Excerpts from annotation records:

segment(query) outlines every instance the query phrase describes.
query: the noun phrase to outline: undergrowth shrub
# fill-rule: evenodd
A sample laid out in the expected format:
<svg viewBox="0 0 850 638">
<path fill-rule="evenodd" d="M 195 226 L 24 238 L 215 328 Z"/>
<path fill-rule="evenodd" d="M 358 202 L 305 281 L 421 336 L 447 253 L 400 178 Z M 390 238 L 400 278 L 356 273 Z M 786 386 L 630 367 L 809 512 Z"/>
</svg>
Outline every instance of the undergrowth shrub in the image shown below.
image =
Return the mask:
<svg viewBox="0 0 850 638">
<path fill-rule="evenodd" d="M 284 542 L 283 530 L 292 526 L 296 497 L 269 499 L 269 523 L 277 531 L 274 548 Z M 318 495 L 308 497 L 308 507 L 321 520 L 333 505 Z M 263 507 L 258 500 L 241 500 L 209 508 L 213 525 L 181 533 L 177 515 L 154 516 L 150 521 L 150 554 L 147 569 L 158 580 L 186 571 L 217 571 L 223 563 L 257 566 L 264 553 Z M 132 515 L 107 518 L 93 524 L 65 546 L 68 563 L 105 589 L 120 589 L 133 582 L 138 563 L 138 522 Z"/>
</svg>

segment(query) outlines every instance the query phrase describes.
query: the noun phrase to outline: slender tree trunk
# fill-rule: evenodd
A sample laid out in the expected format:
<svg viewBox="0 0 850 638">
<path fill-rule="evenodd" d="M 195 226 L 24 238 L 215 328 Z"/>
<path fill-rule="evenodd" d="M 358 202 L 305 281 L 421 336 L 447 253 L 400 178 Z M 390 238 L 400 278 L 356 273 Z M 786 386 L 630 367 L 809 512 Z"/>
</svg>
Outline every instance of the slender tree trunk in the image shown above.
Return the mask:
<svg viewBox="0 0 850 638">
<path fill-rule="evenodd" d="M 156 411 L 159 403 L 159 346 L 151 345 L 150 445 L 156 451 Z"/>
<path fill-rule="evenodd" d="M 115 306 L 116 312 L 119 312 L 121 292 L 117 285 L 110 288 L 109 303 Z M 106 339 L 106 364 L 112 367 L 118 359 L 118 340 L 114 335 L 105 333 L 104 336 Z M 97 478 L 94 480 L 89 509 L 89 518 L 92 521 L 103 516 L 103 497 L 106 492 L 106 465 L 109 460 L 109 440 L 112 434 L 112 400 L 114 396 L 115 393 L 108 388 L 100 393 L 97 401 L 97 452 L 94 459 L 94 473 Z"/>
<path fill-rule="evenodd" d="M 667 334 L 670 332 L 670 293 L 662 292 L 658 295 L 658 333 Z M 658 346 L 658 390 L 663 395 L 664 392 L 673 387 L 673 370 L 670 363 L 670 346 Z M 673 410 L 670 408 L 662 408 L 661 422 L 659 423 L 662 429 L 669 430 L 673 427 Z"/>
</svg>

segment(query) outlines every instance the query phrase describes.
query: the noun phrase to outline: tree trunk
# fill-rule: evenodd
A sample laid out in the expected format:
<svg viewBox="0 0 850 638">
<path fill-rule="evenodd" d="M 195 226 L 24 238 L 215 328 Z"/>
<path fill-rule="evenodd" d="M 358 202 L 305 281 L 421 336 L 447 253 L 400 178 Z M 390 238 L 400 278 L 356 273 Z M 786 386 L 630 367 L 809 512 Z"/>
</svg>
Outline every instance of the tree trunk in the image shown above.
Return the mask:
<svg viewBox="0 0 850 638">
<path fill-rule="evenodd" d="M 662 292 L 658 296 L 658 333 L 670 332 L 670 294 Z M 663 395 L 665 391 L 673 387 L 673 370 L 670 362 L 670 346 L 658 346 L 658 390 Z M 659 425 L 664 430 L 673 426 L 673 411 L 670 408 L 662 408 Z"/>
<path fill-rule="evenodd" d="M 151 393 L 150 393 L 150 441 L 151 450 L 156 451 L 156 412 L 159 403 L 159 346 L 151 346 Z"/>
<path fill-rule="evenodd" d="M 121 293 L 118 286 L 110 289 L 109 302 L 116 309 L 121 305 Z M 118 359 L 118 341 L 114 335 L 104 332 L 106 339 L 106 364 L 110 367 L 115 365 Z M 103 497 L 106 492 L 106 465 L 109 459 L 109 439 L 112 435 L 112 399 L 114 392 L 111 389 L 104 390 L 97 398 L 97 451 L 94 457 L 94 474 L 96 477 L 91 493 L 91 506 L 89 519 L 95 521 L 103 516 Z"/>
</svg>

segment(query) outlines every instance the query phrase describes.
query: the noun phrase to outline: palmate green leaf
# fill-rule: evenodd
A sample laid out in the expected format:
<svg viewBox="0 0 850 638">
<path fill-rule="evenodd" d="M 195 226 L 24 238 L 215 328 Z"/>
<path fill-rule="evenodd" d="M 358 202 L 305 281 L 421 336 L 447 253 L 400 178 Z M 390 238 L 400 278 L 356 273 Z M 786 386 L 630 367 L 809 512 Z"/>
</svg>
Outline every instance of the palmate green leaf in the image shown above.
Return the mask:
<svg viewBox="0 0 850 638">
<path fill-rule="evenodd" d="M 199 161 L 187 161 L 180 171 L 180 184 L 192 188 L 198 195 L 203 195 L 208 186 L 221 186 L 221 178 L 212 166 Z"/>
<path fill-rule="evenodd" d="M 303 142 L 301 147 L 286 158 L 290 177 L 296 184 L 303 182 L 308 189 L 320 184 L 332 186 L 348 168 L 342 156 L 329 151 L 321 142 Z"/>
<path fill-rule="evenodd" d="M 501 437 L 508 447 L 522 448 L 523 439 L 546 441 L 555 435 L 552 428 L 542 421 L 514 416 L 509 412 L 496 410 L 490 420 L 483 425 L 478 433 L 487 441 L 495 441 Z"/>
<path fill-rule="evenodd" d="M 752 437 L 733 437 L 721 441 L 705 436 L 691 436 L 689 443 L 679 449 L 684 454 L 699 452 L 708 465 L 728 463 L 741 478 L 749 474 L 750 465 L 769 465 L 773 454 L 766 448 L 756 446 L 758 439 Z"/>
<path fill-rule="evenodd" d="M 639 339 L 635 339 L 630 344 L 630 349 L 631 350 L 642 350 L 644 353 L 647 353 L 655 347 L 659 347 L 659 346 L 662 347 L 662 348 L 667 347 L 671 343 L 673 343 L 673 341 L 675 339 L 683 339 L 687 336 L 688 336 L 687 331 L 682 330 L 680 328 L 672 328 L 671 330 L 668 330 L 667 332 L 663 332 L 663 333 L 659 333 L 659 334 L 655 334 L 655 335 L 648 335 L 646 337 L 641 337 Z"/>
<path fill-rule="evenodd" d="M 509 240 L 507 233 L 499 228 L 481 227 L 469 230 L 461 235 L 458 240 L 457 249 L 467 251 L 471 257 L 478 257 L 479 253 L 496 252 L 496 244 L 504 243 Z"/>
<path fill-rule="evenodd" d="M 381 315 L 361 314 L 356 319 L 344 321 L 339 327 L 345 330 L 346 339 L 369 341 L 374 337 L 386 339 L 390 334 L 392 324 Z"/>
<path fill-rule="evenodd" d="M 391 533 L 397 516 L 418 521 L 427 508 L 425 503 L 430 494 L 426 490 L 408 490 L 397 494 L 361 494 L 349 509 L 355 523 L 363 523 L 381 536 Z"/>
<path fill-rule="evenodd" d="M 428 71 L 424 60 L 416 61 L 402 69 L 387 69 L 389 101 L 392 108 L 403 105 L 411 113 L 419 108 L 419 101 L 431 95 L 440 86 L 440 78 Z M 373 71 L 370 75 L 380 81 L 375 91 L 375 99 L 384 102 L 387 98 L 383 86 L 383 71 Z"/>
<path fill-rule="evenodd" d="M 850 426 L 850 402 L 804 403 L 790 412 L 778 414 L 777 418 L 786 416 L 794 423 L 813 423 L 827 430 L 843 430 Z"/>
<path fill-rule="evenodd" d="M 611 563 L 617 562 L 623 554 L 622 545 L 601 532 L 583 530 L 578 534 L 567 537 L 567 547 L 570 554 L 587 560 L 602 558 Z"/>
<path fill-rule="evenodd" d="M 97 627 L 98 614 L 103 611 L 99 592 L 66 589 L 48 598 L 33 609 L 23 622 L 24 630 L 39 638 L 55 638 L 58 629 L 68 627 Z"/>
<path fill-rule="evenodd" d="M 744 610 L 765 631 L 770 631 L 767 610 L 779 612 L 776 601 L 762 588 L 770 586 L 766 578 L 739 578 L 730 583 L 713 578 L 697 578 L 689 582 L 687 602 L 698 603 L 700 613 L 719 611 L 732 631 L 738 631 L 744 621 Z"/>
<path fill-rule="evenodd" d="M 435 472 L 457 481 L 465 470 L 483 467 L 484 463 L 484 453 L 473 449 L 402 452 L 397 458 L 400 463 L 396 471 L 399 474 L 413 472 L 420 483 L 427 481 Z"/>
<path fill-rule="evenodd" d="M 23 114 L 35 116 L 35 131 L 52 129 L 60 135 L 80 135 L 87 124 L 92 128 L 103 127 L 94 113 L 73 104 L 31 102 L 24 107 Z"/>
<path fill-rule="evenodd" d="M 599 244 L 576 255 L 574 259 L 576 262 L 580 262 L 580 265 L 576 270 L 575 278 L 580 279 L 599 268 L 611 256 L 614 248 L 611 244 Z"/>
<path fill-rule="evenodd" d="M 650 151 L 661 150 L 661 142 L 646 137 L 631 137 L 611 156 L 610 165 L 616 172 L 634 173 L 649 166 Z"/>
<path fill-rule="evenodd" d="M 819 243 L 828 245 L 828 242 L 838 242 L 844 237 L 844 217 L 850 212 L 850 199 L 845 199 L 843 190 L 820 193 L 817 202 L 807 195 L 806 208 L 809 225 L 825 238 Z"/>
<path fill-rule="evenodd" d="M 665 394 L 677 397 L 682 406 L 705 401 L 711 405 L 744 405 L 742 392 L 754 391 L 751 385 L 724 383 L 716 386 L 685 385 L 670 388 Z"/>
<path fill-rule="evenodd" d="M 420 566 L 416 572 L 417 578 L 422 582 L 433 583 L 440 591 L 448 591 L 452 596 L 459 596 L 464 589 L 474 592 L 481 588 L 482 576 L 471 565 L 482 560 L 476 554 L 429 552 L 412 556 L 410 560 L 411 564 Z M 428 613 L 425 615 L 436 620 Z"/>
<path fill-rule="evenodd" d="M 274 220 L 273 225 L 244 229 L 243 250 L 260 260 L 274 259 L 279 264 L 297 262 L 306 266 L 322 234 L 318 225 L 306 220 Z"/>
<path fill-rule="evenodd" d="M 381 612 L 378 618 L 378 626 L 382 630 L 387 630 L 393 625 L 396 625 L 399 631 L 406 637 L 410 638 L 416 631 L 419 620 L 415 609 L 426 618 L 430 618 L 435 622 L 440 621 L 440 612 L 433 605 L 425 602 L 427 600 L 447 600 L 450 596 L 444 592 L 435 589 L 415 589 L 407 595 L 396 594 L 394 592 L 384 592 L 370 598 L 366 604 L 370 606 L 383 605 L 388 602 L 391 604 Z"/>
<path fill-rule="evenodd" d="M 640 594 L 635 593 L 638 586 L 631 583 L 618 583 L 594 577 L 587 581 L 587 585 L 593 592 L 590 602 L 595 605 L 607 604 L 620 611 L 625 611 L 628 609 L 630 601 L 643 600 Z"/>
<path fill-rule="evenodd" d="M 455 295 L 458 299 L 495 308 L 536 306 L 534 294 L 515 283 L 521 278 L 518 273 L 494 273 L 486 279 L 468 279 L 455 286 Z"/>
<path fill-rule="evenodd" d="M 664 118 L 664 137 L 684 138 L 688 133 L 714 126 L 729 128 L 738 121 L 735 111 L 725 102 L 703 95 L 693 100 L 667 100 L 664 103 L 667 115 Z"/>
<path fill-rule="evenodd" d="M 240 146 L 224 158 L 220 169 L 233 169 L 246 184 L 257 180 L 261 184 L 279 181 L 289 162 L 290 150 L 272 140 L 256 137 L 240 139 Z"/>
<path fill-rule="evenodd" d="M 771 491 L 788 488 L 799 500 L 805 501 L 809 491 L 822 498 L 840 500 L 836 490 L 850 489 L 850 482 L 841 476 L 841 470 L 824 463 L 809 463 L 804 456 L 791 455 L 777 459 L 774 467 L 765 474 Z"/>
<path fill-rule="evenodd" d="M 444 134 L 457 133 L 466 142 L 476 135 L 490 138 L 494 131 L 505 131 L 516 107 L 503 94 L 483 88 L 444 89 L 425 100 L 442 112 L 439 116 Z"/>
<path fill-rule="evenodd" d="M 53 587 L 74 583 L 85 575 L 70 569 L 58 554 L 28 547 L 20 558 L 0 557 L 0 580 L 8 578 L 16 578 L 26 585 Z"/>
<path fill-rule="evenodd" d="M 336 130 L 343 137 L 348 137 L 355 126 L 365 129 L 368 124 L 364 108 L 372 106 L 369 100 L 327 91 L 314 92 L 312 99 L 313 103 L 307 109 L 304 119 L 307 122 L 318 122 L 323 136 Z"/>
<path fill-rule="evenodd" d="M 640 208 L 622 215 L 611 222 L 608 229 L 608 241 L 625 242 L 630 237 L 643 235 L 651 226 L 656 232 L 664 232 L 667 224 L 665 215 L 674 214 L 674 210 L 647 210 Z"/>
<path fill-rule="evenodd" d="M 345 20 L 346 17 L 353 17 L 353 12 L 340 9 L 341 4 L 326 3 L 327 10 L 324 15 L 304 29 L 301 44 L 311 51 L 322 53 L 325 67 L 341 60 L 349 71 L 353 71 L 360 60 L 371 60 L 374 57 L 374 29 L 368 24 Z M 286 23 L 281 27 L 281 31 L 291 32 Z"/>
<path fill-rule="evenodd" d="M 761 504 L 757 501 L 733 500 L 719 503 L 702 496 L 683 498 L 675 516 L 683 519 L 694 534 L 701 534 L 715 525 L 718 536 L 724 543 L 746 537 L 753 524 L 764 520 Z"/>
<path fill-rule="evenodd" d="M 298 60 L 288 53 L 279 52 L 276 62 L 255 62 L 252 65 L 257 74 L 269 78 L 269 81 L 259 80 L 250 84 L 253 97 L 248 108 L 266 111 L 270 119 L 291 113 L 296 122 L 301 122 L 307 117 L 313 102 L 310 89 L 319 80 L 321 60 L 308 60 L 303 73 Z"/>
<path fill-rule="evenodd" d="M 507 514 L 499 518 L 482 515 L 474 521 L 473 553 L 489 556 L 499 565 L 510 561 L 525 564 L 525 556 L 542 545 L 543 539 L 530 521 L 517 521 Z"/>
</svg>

REQUIREMENT >>
Collect every line above that contains the word "shown" and copy each one in full. Letter case must match.

TASK RESPONSE >>
Outline every instance of the undergrowth shrub in the image shown below.
Outline every instance of the slender tree trunk in the image shown above.
Outline every instance of the tree trunk in the image shown above.
Outline every instance of the palmate green leaf in the image shown above.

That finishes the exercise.